# CO2 injection setup help



## lakerat37 (Aug 4, 2005)

OK, I just spent the big bucks on a pressurized CO2 injection.

http://aquariumplant.com/cgi-bin/cart/PR1026.html

The instructions that came with the equipment still leave allot of unanswered questions, so if someone would be kind enough to help I would really appreciate it. Here are my questions:

1. Does the probe stay submerged in the tank 24/7? (I believe thats the way it should work, but there are no instructions except after successfully connecting everything "you are now ready to take measurements").
2. Does the Rio power head plug into the supplied timer? There are no instructions for the use of the timer.
3. Again I am assuming that the controller (Milwaukee SMS122) controls the injection, but at what flow rate should I set the injection? The only reference to this question was to set the low pressure at 10psi using the adjustment knob. I really thought the flow was way too strong in the bubble counter.

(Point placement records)
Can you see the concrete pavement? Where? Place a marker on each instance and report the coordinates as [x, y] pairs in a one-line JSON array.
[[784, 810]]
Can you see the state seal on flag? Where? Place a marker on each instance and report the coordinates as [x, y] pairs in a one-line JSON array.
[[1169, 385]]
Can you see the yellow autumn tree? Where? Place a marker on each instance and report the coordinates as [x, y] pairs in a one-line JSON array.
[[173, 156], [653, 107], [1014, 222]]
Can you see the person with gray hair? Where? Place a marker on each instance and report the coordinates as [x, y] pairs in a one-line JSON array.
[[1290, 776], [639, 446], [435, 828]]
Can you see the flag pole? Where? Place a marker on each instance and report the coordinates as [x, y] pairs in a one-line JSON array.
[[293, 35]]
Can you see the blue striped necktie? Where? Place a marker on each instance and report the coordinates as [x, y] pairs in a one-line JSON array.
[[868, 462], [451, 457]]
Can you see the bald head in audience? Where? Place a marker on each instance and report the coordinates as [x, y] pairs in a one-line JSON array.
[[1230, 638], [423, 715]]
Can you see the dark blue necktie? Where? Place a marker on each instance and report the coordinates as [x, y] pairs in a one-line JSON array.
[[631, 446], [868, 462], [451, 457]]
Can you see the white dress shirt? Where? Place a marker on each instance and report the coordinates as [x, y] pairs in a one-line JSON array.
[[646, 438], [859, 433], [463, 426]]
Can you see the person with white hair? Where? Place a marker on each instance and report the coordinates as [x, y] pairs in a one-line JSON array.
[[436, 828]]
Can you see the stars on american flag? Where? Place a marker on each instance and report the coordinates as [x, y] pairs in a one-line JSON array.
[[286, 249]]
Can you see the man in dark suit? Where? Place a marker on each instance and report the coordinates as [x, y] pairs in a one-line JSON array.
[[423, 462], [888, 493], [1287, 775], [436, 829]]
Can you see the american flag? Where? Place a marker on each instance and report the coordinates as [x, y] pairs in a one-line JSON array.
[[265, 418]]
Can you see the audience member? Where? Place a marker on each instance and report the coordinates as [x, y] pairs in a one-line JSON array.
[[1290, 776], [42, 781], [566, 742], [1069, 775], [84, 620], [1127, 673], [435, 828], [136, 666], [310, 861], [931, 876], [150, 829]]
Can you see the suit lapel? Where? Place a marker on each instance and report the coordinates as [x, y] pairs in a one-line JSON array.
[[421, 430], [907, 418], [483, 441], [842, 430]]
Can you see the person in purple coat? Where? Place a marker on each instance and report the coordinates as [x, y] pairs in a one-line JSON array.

#### What you will do
1. In the CO2 injection thread, what should the low pressure be set to?
2. Please set down the part of the CO2 injection thread starting with "OK, I just spent" and going on through "of the timer.".
Rely only on the CO2 injection thread.

#### Complete answers
1. 10psi, using the adjustment knob.

2.
OK, I just spent the big bucks on a pressurized CO2 injection.

http://aquariumplant.com/cgi-bin/cart/PR1026.html

The instructions that came with the equipment still leave allot of unanswered questions, so if someone would be kind enough to help I would really appreciate it. Here are my questions:

1. Does the probe stay submerged in the tank 24/7? (I believe thats the way it should work, but there are no instructions except after successfully connecting everything "you are now ready to take measurements").
2. Does the Rio power head plug into the supplied timer? There are no instructions for the use of the timer.